## Begin Excerpt provided
Interview: DC Hopkins Lettering With Style

We’re in a golden age of comics right now and in an age of geek none of us could have ever imagined, but with the good comes the bad. As our geek news sites become more corporate they tend to focus less on comics and in some cases less on independent creators. My goal is to never shy away from giving a soapbox to those starting out, the independent, the unsung and the creators trying to carve a niche for themselves.

For today’s edition of Lettering with Style I am interviewing the awesome, the amazing (and I maybe bias because he’s lettered for me) DC Hopkins. In case you wanted to know a bit about DC before reading the interview here’s a little something on him.

DC Hopkins is a professional letterer for publishers such as IDW, Lion Forge, BlackMask, Disney, Tor, Red 5, and a staff letterer at AndWorld Design. He is also the Co-host of two fantastic podcasts, Hideous Energy and Eerie, International.


Austin Wilson & Seth T. Hahne

Now let’s get on with that interview.

Marco: So, to start us off I’m going to ask you a question designed to let the reader get to know you a little. What made you fall in love with comics and how did you get your start in this business?
## End Excerpt provided
## Begin Source data
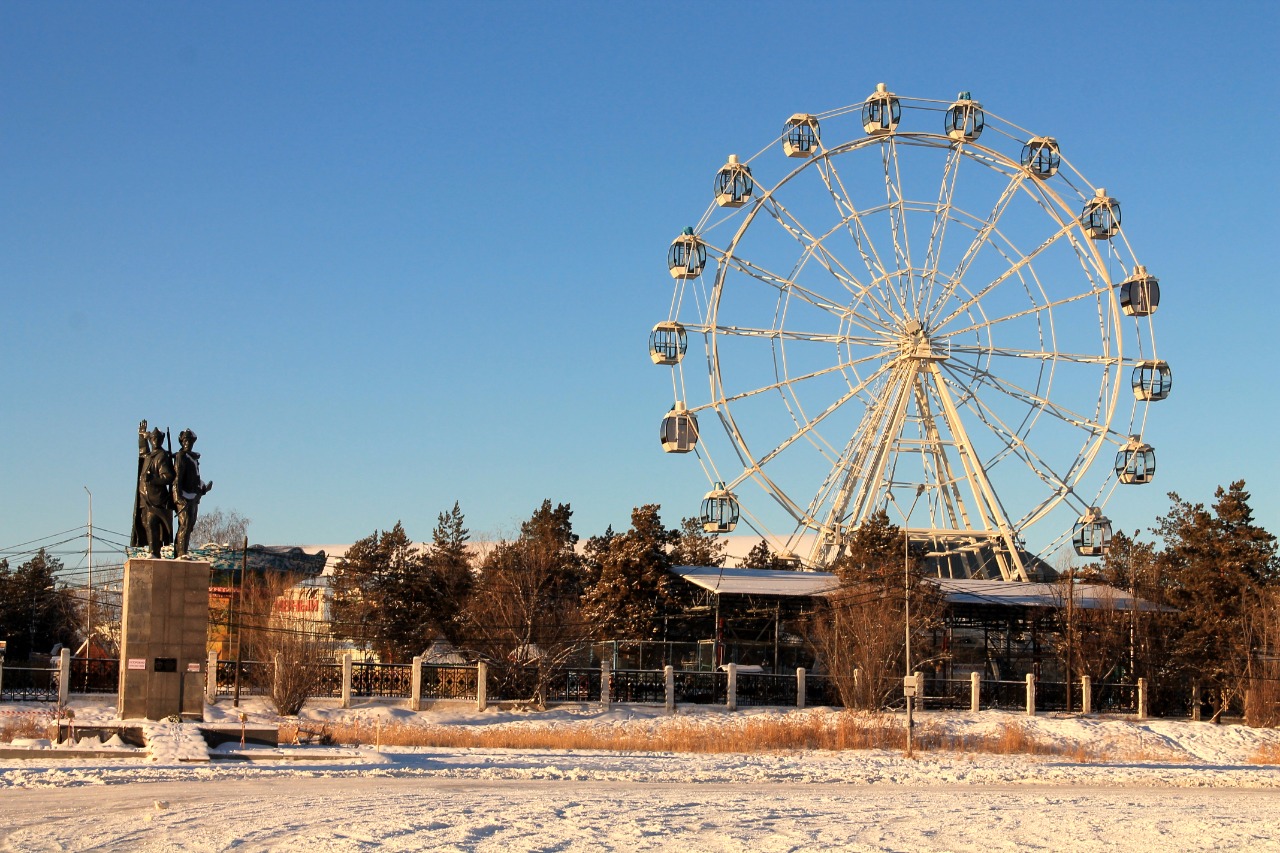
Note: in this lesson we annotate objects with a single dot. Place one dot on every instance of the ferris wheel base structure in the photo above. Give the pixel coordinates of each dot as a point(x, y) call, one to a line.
point(915, 323)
## End Source data
- **Task set**
**1)** Using the DC Hopkins interview, answer these:
(a) What is the name of the interview series this edition belongs to?
(b) At which company is DC Hopkins a staff letterer?
(c) What are the names of the two podcasts he co-hosts?
**2)** Resume the DC Hopkins interview, starting right after Marco's opening question.
The data was drawn from a source separate from the interview.

- **Task responses**
**1)**
(a) Lettering with Style
(b) AndWorld Design
(c) Hideous Energy and Eerie, International

**2)**
DC: When I was a kid, my mom taught me to read at a very early age. Around the age of two, I was starting to put together small, three-letter words on our refrigerator using these multicolored letter magnets that she bought for me to learn from. This lead to reading those simple “See Spot Run” style books, and my parents struck a deal with me: for every one of those books I would read on my own, they would buy me a comic book issue.

This turned out to be a great motivator and my love of comics began at this point – the bright colors, the dynamic characters, and the genre elements all captured my imagination. The Darkwing Duck cartoon combined with the 1989 Batman film reinforced it even further, and I’ve been a comic reader ever since.

In terms of my start in the business, it’s much like everyone else’s story about breaking in: a ton of false starts, rejections, and grinding away at work until opportunity knocked. I did a lot of work for Bluewater and if the whole Malcolm Gladwell 10,000 hours thing holds any truth, I got a TON of practice and bad pages out of my system while working there. It was a big learning experience.

Eventually, I started getting bigger and better gigs (and ones that paid too!), and my first big publication was the graphic novel Johnny Hiro: The Skills To Pay The Bills by Fred Chao, published by Tor. A year or two after that, Deron Bennett asked me if I was interested in doing work for his studio, AndWorld Design, and my career really took off from there. Deron offered to teach and mentor me to help me take my work to the next level, and I immediately accepted.

Marco: I recently asked Micah Myers this question and I also asked Marshall Dillon the same question (for two upcoming interviews). Now I don’t plan to ask any other letterers I interview in the future but I will ask you because we’ve worked together and I’m curious as to your answer.

What are some of the misconceptions you’ve run across as a letterer in this business and if you could what’s something you would like to see changed or improved upon when it comes to letterers in this business?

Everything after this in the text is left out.